**Exercise objective:**
Rewrite the records below as a two-column CSV with the header row request,answer. Give one row per request, with its text and its answer each in a single quoted field and any line breaks replaced by spaces; leave the pictures out.

╭─ Data supplied

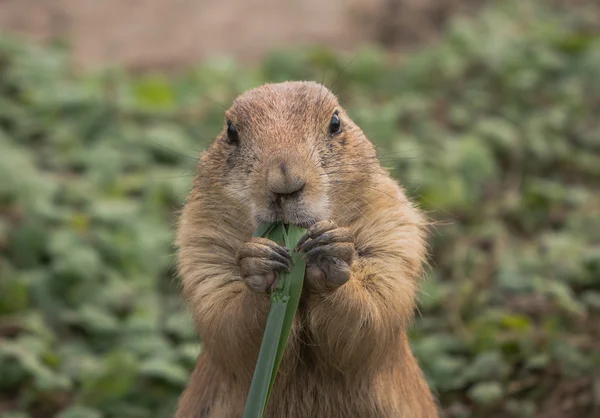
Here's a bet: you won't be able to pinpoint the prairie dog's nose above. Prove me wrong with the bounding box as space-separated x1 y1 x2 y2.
267 161 306 197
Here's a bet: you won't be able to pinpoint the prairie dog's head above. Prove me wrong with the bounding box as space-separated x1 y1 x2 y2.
199 82 376 226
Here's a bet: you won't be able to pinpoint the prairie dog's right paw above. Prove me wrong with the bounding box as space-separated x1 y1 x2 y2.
236 237 294 293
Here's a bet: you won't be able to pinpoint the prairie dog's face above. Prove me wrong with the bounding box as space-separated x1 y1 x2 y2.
209 82 374 226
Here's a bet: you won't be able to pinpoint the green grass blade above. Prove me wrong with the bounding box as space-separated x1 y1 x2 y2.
267 225 306 401
243 223 306 418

╰─

**Result below:**
request,answer
"Here's a bet: you won't be able to pinpoint the prairie dog's nose above. Prove me wrong with the bounding box as space-separated x1 y1 x2 y2.","267 161 306 197"
"Here's a bet: you won't be able to pinpoint the prairie dog's head above. Prove me wrong with the bounding box as space-separated x1 y1 x2 y2.","199 82 376 226"
"Here's a bet: you won't be able to pinpoint the prairie dog's right paw above. Prove me wrong with the bounding box as space-separated x1 y1 x2 y2.","236 237 294 293"
"Here's a bet: you won't be able to pinpoint the prairie dog's face above. Prove me wrong with the bounding box as space-separated x1 y1 x2 y2.","209 82 374 226"
"Here's a bet: you won't be able to pinpoint the green grass blade above. Prove me wrong with the bounding box as space-separated x1 y1 x2 y2.","267 225 306 401 243 223 306 418"